___ SUPPLIED ENTRIES ___
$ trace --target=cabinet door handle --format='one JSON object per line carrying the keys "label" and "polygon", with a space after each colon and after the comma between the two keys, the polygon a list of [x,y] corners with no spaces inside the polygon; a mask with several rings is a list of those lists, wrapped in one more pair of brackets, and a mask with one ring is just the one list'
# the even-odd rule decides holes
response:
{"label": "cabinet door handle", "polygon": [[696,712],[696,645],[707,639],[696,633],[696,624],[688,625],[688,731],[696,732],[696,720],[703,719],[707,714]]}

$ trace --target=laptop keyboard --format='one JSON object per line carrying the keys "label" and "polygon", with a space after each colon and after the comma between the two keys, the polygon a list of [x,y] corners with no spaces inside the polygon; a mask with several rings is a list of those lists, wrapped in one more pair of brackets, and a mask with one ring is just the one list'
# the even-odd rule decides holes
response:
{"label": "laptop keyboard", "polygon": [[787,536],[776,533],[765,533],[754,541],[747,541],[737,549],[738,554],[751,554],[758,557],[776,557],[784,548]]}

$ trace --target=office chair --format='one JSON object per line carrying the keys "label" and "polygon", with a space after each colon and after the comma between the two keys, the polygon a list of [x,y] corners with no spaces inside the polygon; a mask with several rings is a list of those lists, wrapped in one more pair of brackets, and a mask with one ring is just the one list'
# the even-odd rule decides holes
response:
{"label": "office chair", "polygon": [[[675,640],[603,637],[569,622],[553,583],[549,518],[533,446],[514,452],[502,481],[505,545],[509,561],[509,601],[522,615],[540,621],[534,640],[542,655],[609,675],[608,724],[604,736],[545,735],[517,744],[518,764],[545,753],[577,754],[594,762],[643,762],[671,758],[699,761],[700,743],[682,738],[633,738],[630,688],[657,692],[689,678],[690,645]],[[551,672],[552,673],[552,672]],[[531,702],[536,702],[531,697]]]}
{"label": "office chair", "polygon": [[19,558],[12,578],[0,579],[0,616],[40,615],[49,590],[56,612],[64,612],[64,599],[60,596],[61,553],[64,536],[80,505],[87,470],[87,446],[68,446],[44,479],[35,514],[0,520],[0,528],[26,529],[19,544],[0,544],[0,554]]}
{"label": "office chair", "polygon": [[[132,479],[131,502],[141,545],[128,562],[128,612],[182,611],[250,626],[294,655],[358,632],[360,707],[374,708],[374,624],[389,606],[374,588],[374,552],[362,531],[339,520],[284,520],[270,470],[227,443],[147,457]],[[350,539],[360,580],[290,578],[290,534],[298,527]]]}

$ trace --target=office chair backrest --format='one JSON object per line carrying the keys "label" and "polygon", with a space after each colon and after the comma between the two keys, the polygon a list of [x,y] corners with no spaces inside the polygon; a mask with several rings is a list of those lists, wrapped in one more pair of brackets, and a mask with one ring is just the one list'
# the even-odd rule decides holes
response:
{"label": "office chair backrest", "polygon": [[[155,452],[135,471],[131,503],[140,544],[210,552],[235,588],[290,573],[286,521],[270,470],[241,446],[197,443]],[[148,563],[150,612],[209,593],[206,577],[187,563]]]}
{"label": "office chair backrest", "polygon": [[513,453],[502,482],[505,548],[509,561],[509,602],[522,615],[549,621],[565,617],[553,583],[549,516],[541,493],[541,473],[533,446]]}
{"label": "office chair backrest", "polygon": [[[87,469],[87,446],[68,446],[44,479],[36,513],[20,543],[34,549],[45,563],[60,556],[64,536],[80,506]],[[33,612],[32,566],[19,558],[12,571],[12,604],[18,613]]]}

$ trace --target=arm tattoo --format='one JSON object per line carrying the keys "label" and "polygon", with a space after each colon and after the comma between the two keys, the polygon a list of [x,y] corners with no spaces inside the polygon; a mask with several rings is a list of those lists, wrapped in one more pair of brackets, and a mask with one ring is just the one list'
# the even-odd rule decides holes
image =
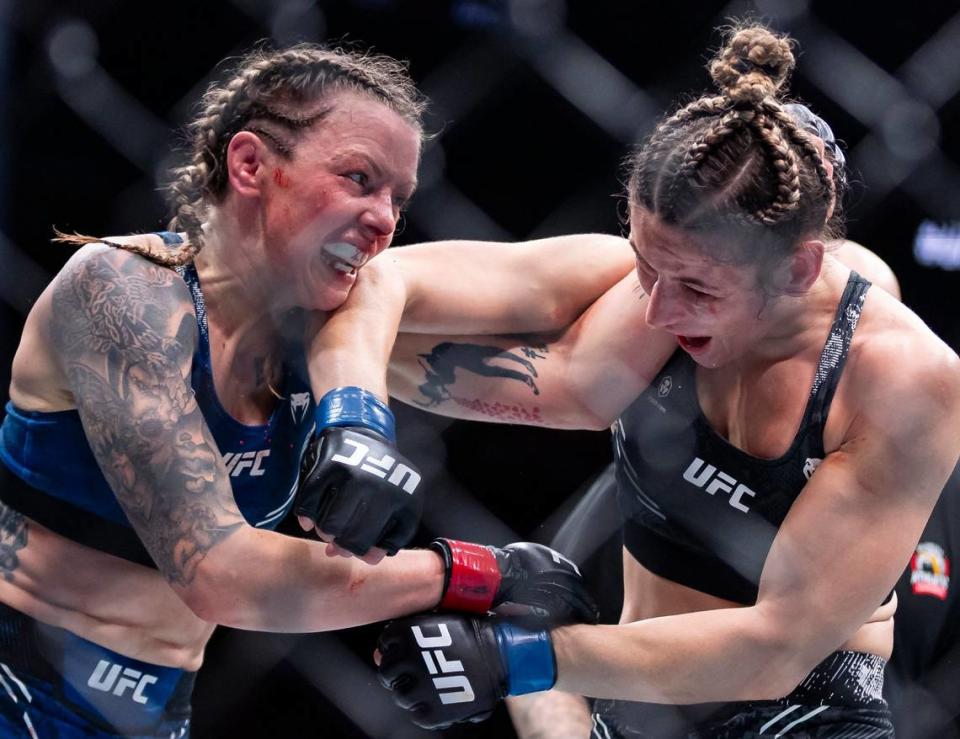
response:
{"label": "arm tattoo", "polygon": [[27,546],[27,519],[0,503],[0,573],[7,582],[20,566],[17,552]]}
{"label": "arm tattoo", "polygon": [[[534,367],[532,360],[543,359],[547,353],[546,345],[523,346],[517,353],[498,346],[455,344],[445,341],[433,347],[429,354],[417,355],[424,371],[424,382],[418,390],[426,398],[426,402],[415,402],[425,408],[432,408],[445,400],[453,399],[458,402],[462,400],[455,398],[449,389],[449,386],[456,382],[458,368],[483,377],[505,377],[518,380],[526,384],[534,395],[539,395],[540,388],[536,383],[537,368]],[[494,359],[513,363],[516,369],[505,367],[503,364],[492,364]]]}
{"label": "arm tattoo", "polygon": [[188,306],[174,272],[98,254],[61,275],[52,329],[97,462],[180,585],[243,521],[186,377],[197,330]]}

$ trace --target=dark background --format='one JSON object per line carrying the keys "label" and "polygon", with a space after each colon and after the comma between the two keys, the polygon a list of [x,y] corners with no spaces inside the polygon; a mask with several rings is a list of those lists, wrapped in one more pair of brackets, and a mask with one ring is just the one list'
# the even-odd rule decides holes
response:
{"label": "dark background", "polygon": [[[851,238],[891,264],[905,302],[958,348],[960,280],[944,268],[960,266],[956,13],[952,2],[0,0],[0,384],[32,301],[70,253],[50,245],[51,226],[162,229],[158,182],[177,127],[226,56],[270,38],[358,42],[410,61],[438,135],[398,244],[619,232],[621,158],[681,93],[707,88],[715,27],[746,14],[800,43],[793,92],[847,147]],[[924,223],[921,246],[940,265],[915,257]],[[424,539],[549,541],[609,458],[605,434],[408,408],[398,421],[430,484]],[[222,630],[194,736],[512,736],[502,710],[443,734],[412,727],[375,682],[376,633]]]}

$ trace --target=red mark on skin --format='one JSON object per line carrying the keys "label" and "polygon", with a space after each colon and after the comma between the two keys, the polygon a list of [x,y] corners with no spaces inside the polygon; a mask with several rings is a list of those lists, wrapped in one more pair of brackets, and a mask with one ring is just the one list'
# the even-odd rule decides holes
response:
{"label": "red mark on skin", "polygon": [[349,590],[351,593],[356,593],[360,588],[363,587],[364,583],[367,582],[367,578],[358,577],[356,580],[350,583]]}
{"label": "red mark on skin", "polygon": [[284,190],[290,187],[290,180],[284,176],[283,170],[280,169],[280,167],[273,170],[273,181],[277,183],[277,187],[282,187]]}
{"label": "red mark on skin", "polygon": [[453,397],[457,405],[468,408],[482,416],[496,418],[499,421],[516,421],[518,423],[543,423],[540,409],[537,406],[525,408],[522,405],[505,405],[504,403],[488,403],[479,398]]}

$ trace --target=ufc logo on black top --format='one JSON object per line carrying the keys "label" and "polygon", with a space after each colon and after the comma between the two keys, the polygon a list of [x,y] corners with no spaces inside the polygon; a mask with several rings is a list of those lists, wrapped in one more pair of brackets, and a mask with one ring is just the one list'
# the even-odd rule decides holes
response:
{"label": "ufc logo on black top", "polygon": [[743,513],[750,512],[750,507],[744,504],[743,497],[746,495],[753,498],[756,495],[746,485],[737,482],[712,464],[707,464],[700,457],[694,457],[687,471],[683,473],[683,479],[698,488],[703,488],[710,495],[715,495],[717,491],[730,493],[730,500],[727,502]]}
{"label": "ufc logo on black top", "polygon": [[431,675],[444,674],[444,677],[433,678],[433,685],[440,696],[440,702],[444,705],[449,703],[469,703],[473,700],[473,686],[466,675],[451,674],[462,673],[463,662],[458,659],[447,660],[443,656],[443,647],[449,647],[453,644],[450,637],[450,631],[446,624],[437,624],[439,636],[424,636],[419,626],[411,626],[413,638],[417,640],[417,646],[422,651],[423,661],[427,665],[427,671]]}
{"label": "ufc logo on black top", "polygon": [[[348,467],[360,467],[364,472],[376,475],[380,479],[387,477],[387,482],[402,489],[406,493],[413,494],[417,485],[420,484],[420,475],[407,467],[405,464],[397,464],[395,457],[384,454],[380,459],[369,456],[370,447],[354,439],[344,439],[344,444],[352,446],[353,453],[350,456],[344,454],[334,454],[330,460],[345,464]],[[391,471],[392,470],[392,471]]]}

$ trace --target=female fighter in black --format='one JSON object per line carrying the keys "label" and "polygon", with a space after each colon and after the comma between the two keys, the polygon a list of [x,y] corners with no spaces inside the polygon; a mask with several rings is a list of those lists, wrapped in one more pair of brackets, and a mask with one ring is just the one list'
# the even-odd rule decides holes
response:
___
REQUIRED WORK> Begin at the first line of the records above and restate each line word for word, stopping after the line with "--target=office chair --format='one".

WRITTEN RESPONSE>
$ trace --target=cabinet door handle --format='one JSON object per line carrying the keys "label" and "polygon", with a space after each colon and after the comma between the two keys, the polygon a list of [x,y] corners with no spaces inside the polygon; a mask with several rings is a list of those lists, wrapped in one more pair of brackets, and a mask with one ring is just the one list'
# the even-odd rule decides holes
response:
{"label": "cabinet door handle", "polygon": [[696,712],[696,645],[707,639],[696,633],[696,624],[688,625],[688,731],[696,732],[696,720],[703,719],[707,714]]}

$ trace --target=laptop keyboard --format='one JSON object per line carrying the keys "label" and "polygon", with a space after each colon and after the comma between the two keys, the polygon a list of [x,y] corners with no spaces inside the polygon; a mask with several rings is a list of those lists, wrapped in one more pair of brackets, and a mask with one ring is just the one list'
# the even-odd rule decides holes
response:
{"label": "laptop keyboard", "polygon": [[787,536],[776,533],[765,533],[754,541],[747,541],[737,549],[738,554],[751,554],[758,557],[776,557],[784,548]]}

$ trace --target=office chair --format='one JSON object per line carrying the keys "label" and "polygon", with a space after each colon and after the comma between the two keys, the polygon a list of [x,y] corners with no spaces inside the polygon; a mask with several rings is a list of those lists, wrapped in one more pair of brackets, and a mask with one ring is just the one list'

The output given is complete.